**SET EXERCISE A**
In two sentences, summarize the blog post on GPU programming in Julia.

**DOCUMENT PASSAGE**
+===+

In this blog post, we cover the basics of how to write programs for Nvidia GPUs in the Julia language. We’ll go step-by-step through a function that adds two 1D arrays (vectors) in parallel. By the end of this post, we’ll have added two vectors of a million elements each on the GPU:

const n = 2^20 # 1048576
const THREADS_PER_BLOCK = 256

function add!(c, a, b)
    x = (blockIdx().x - 1) * blockDim().x + threadIdx().x 

    @inbounds c[x] = a[x] + b[x]
    return
end

@cuda threads=THREADS_PER_BLOCK blocks=n÷THREADS_PER_BLOCK add!(C, A, B)

But first

You (probably) shouldn’t write GPU code

Being able to program GPUs opens up an entire world of parallel programming to you, but it’s also a skill you should only use as necessary. For most common operations, there already exist optimized implementations you should use. For instance, you can add two arrays A and B on the GPU with A .+ B 1 and Julia2 will automatically call optimized code, saving you the need to write a kernel.

+===+

(Dataset rows showing where objects appear)

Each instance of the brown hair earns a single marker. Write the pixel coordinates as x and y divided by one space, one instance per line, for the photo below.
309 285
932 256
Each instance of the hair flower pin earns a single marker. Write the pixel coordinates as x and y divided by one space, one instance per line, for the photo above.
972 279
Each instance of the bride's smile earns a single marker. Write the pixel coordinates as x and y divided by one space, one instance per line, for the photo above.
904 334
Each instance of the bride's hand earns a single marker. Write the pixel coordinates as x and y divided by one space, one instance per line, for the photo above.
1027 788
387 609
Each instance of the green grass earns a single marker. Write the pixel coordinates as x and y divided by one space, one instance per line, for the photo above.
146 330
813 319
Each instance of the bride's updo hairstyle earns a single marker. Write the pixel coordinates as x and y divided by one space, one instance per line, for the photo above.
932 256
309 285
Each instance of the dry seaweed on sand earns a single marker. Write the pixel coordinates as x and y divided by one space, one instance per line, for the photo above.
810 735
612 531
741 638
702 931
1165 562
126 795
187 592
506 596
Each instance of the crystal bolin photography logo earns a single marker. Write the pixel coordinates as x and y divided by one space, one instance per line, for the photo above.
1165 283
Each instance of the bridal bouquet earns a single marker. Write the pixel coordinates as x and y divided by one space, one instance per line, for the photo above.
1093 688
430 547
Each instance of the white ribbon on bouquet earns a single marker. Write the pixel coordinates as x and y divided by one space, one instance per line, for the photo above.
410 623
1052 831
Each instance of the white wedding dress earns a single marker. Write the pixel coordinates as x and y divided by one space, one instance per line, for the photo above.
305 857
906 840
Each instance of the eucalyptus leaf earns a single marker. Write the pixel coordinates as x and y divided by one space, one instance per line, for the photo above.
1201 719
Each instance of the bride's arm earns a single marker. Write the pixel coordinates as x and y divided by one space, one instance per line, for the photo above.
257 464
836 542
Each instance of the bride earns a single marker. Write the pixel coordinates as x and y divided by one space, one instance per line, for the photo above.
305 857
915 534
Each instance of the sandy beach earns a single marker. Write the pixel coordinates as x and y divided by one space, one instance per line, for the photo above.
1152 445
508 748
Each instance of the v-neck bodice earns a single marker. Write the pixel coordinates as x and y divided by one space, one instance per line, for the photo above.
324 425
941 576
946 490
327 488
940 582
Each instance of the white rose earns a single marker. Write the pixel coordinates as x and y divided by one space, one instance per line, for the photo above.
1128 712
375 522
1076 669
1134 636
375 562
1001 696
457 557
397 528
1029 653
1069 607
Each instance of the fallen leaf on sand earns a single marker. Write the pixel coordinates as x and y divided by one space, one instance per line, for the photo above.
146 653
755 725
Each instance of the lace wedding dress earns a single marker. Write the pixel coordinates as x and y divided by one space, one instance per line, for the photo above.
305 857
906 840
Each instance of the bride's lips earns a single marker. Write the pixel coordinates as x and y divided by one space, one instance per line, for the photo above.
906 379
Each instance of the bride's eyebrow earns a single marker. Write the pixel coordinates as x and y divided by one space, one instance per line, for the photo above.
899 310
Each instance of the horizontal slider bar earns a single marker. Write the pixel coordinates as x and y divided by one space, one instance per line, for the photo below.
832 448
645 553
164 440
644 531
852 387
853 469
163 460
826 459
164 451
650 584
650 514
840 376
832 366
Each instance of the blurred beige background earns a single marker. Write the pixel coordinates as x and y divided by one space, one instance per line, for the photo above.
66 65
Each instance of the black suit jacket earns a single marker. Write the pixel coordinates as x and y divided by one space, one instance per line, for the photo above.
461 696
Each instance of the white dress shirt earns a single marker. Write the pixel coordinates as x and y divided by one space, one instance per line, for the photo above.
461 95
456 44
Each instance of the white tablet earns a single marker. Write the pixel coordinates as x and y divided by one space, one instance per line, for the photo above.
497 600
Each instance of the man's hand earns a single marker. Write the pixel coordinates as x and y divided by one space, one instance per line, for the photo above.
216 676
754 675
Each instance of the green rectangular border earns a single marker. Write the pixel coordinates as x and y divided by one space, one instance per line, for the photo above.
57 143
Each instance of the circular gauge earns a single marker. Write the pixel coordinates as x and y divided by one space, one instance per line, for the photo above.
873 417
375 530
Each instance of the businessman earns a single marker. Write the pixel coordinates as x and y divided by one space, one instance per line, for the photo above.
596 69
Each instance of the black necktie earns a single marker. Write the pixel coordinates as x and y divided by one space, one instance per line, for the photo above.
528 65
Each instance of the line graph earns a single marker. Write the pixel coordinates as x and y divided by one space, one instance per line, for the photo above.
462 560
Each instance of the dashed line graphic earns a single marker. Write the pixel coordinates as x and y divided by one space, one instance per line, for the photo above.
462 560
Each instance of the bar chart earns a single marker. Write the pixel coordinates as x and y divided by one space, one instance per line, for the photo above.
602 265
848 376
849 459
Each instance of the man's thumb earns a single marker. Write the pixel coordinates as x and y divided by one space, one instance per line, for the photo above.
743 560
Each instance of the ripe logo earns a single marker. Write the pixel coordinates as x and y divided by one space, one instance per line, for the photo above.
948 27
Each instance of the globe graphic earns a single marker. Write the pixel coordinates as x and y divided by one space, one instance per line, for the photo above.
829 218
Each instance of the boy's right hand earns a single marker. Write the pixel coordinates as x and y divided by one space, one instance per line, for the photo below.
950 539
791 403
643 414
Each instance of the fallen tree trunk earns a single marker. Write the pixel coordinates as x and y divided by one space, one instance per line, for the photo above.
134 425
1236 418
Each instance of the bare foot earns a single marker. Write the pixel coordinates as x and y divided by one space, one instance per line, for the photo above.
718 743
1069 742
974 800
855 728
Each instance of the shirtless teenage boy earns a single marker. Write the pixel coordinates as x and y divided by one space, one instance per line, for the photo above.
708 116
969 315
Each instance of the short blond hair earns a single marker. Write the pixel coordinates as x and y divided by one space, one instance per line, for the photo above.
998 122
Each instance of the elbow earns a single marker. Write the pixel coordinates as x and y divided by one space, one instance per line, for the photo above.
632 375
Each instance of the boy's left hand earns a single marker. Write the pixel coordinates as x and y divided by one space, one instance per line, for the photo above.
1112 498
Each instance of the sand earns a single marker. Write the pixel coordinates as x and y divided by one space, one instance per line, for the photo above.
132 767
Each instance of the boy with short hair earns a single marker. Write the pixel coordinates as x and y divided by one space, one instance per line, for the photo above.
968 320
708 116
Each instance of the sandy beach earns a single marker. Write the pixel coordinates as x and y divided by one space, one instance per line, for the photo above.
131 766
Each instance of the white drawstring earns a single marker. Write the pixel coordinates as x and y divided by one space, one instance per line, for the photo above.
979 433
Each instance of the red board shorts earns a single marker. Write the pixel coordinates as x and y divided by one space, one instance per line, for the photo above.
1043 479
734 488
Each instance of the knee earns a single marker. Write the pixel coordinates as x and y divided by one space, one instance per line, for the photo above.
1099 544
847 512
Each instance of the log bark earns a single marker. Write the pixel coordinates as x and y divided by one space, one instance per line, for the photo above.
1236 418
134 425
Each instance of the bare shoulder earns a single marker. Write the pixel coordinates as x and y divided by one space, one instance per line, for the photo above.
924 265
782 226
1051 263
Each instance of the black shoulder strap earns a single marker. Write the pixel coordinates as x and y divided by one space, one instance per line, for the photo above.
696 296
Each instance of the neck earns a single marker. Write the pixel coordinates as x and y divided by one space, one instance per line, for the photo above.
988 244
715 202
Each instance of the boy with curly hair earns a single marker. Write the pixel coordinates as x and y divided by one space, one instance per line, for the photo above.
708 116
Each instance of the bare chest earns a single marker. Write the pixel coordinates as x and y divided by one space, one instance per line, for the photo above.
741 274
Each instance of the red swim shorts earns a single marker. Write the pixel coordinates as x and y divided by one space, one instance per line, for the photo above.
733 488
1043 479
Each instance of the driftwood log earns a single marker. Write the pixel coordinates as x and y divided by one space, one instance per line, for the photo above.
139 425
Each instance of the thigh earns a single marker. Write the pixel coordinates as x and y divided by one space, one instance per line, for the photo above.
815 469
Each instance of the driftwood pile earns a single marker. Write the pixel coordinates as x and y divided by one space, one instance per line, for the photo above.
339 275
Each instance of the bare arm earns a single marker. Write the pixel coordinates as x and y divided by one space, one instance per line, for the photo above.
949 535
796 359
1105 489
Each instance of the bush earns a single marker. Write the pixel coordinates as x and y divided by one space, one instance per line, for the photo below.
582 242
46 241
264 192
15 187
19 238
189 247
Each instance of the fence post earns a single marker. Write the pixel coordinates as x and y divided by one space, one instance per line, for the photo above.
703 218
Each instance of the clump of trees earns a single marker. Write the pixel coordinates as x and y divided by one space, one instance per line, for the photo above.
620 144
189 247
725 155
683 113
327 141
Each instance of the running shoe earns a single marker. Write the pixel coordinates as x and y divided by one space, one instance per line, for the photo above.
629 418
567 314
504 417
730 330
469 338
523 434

+===+

**SET EXERCISE B**
Please filter the listing above, keeping only the lines that contain the string "driftwood". Case counts.

**TASK RESPONSE A**
The blog post covers the basics of writing programs for Nvidia GPUs in Julia, going step by step through a function that adds two 1D arrays in parallel until two vectors of a million elements each are added on the GPU. It also cautions that GPU code should be written only as necessary, since optimized implementations already exist for most common operations, such as adding two arrays with A .+ B.

**TASK RESPONSE B**
Each instance of the driftwood log earns a single marker. Write the pixel coordinates as x and y divided by one space, one instance per line, for the photo above.
Each instance of the driftwood pile earns a single marker. Write the pixel coordinates as x and y divided by one space, one instance per line, for the photo above.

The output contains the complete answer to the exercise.